■ **REQUIRED ACTIONS**:
1. According to the spine mission text, how many pediatric surgeries did the team perform during the week-long trip?
2. Continue the article on the spine foundation's Monterrey mission from its final sentence.

■ **SOURCE DOCUMENT**:
-- Opening Marker --
For the second time this year, the NuVasive Spine Foundation™ (NSF) traveled with Global Spine Outreach to the CHRISTUS MUGUERZA Hospital Alta Especialidad in Monterrey, Mexico. Global Spine Outreach is just one of several spine focused non-profits NSF supports through their Supported Mission Grants Program. So far in 2017, NSF has donated more than $250,000 in funding, product and services to organizations like GSO.

For this mission, NSF donated the NuVasive® Armada® Fixation System, funding and intraoperative neuromonitoring services to support GSO’s surgical team led by Greg Mundis, M.D. Throughout the week long trip, NSF Ambassador Nic Didier, NuVasive Sales Specialists Michael Panozzo and Ed Quinn, and NuVasive Clinical Services™ Neurophysiologist Avani Patel worked side-by-side with the GSO team to perform 10 life-changing pediatric surgeries. The team also spent time training local surgeons on how to diagnose pathologies and best practices to correct them surgically.
-- Closing Marker --
Extracted data entries:
-- Opening Marker --
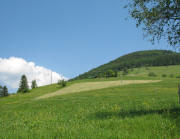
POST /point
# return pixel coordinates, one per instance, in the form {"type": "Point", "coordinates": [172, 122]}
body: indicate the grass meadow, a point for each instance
{"type": "Point", "coordinates": [131, 111]}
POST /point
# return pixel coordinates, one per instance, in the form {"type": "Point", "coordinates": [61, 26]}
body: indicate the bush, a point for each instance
{"type": "Point", "coordinates": [125, 71]}
{"type": "Point", "coordinates": [164, 75]}
{"type": "Point", "coordinates": [171, 75]}
{"type": "Point", "coordinates": [62, 83]}
{"type": "Point", "coordinates": [23, 86]}
{"type": "Point", "coordinates": [34, 84]}
{"type": "Point", "coordinates": [152, 74]}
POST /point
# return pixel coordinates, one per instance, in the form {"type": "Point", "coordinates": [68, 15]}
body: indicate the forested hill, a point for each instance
{"type": "Point", "coordinates": [134, 60]}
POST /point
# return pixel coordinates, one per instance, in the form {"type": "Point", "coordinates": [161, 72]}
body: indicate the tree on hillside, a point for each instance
{"type": "Point", "coordinates": [34, 84]}
{"type": "Point", "coordinates": [23, 86]}
{"type": "Point", "coordinates": [3, 91]}
{"type": "Point", "coordinates": [159, 18]}
{"type": "Point", "coordinates": [111, 73]}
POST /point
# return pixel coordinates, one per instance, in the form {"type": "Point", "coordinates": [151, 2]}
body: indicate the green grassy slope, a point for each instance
{"type": "Point", "coordinates": [134, 60]}
{"type": "Point", "coordinates": [132, 111]}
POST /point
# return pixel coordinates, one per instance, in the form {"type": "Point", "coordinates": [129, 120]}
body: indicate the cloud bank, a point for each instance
{"type": "Point", "coordinates": [13, 68]}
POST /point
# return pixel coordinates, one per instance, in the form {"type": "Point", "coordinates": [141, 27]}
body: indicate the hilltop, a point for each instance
-- Closing Marker --
■ **ANSWERS PER TASK**:
1. 10 pediatric surgeries.

2.
NSF was founded in 2009 out of NuVasive’s “attitude of gratitude” spirit. Almost 10 years later, the NUVA shareowners who continually volunteer their expertise and time are proof that this founding principle is stronger than ever. Neurophysiologist Avani Patel shares more about her experience volunteering for this mission. ​

Why did you volunteer to support an NSF mission?

I am grateful to have the credentials that allow me to go on these mission trips and help patients in such a unique way. I am a very compassionate person, and this opportunity combined my personal desire to help others with my professional skill sets. I would always hear staff at hospitals talking about mission trips and I would think to myself – “I would love to do that.” Plus, what better way to spend my birthday?!

What role did you play on the trip?

As the neurophysiologist on this trip, I used a neuromonitoring system to help surgeons determine if the spinal cord and nerve roots were being effected during each case. NSF generously donated the supplies I used to monitor each case.

What was your favorite part about the trip?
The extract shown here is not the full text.